Return the following lines and nothing else: the one holding "Reviewer check: every instance of the dark" and all those after it in the records below, unchanged, minus any pictures.

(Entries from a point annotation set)
((

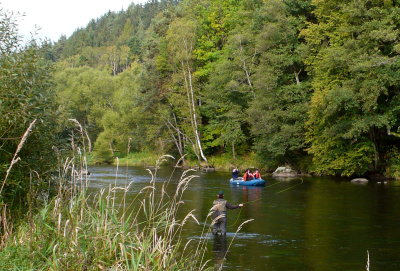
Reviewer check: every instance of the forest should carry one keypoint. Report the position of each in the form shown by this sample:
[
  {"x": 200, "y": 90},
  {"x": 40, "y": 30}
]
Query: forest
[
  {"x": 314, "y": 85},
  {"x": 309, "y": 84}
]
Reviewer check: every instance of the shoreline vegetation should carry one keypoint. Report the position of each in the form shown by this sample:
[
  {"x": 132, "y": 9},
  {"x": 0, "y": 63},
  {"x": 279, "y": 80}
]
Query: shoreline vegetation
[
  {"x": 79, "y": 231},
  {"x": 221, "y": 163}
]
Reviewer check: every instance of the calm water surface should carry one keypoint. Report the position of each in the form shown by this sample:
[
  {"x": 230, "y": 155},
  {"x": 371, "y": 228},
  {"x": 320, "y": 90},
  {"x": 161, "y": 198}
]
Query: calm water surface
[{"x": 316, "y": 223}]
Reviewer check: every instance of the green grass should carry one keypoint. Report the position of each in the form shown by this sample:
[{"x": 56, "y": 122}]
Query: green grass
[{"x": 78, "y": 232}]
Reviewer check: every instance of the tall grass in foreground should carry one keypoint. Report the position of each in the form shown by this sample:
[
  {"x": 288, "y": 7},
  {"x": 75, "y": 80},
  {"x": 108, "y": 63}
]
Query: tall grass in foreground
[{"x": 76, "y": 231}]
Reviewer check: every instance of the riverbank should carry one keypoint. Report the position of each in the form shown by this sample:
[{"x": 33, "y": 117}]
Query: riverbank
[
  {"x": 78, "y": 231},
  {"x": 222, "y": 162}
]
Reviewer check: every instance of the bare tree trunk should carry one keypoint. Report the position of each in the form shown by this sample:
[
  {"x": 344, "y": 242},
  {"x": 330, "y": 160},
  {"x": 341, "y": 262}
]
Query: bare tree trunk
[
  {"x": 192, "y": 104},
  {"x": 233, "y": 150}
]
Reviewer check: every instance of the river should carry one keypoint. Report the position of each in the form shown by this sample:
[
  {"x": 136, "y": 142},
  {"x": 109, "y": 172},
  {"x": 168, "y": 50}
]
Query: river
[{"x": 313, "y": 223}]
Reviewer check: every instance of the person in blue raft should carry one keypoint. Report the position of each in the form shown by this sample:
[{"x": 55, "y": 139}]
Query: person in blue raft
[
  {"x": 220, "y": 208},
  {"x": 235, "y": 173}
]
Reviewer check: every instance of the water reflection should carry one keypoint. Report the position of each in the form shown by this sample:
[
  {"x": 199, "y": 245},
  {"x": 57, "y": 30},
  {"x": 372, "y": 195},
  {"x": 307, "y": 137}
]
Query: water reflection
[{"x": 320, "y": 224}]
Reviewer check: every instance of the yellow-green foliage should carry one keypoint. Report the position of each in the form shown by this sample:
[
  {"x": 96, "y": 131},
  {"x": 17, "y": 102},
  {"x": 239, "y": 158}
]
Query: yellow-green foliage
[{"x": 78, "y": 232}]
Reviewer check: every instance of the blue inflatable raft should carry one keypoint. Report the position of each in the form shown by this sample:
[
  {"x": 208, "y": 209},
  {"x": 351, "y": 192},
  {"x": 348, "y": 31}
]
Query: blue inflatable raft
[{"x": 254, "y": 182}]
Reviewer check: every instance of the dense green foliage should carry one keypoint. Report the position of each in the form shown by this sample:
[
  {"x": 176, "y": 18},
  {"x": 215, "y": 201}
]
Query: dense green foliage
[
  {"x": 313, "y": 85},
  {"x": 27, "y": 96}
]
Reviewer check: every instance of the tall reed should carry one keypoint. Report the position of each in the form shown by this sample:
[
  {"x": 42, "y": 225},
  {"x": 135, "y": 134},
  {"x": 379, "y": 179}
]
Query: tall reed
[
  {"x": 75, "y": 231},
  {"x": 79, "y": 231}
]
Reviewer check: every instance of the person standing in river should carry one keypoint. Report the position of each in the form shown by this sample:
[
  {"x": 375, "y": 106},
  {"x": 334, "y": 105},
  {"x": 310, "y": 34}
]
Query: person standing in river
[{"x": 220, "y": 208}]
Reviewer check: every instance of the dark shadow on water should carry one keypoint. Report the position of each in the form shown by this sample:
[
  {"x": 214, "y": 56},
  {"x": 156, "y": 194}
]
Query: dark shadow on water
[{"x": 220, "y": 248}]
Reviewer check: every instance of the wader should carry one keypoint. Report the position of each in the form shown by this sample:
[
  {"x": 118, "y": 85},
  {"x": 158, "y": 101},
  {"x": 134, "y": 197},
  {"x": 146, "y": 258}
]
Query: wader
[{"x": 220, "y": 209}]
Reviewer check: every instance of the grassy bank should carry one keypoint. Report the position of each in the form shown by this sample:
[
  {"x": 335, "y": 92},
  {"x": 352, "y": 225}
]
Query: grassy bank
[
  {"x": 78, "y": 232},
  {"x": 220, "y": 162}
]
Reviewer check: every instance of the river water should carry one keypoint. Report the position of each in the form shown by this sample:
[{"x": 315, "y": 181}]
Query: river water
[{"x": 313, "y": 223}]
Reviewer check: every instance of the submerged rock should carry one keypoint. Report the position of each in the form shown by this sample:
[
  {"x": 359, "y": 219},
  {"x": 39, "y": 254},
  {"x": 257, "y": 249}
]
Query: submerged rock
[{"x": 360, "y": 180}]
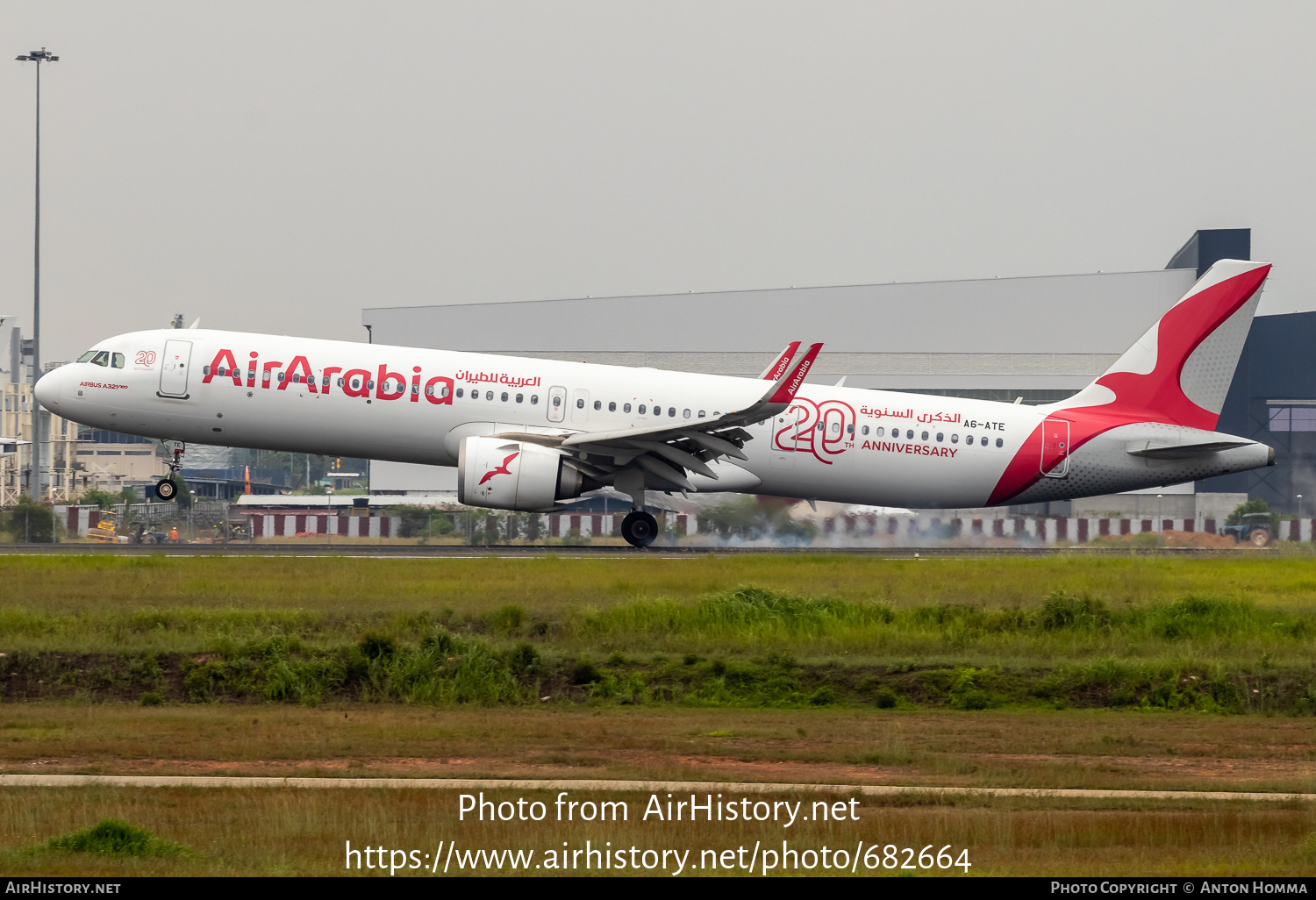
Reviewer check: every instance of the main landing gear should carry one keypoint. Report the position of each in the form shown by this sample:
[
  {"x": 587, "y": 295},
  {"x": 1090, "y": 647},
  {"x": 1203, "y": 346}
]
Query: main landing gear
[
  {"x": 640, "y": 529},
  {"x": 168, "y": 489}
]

))

» TASK RESPONSE:
Reviewer check: every instance of the dark shadow on water should carry one keypoint. Report the position of each in the form shown by this sample:
[
  {"x": 214, "y": 56},
  {"x": 156, "y": 194}
]
Query: dark shadow on water
[{"x": 220, "y": 248}]
Reviewer check: every instance of the wader should carry one keypoint. Report the position of each in the form shown by this sample:
[
  {"x": 118, "y": 85},
  {"x": 158, "y": 101},
  {"x": 134, "y": 197},
  {"x": 146, "y": 258}
]
Query: wader
[{"x": 220, "y": 209}]
Reviewer check: every instance of the grassy bank should carry one keypoint. Report the position of each in the form shown by this sample:
[
  {"x": 335, "y": 92},
  {"x": 352, "y": 225}
]
Query: grassy bank
[
  {"x": 78, "y": 232},
  {"x": 220, "y": 162}
]
Reviewer check: every instance of the river water should carry one keypoint. Report the position of each in the form shown by this sample:
[{"x": 315, "y": 181}]
Query: river water
[{"x": 313, "y": 223}]
Reviewer check: every instance of the submerged rock should carry one keypoint. Report the position of each in the form shown by this sample:
[
  {"x": 359, "y": 219},
  {"x": 39, "y": 254},
  {"x": 257, "y": 249}
]
Query: submerged rock
[{"x": 360, "y": 180}]
Reviewer check: every instance of the main landing gear should carry one keypoint. Report the position of each in the form shown by this sample:
[
  {"x": 587, "y": 295},
  {"x": 1090, "y": 647},
  {"x": 1203, "y": 346}
]
Query: main landing gear
[
  {"x": 640, "y": 529},
  {"x": 168, "y": 489}
]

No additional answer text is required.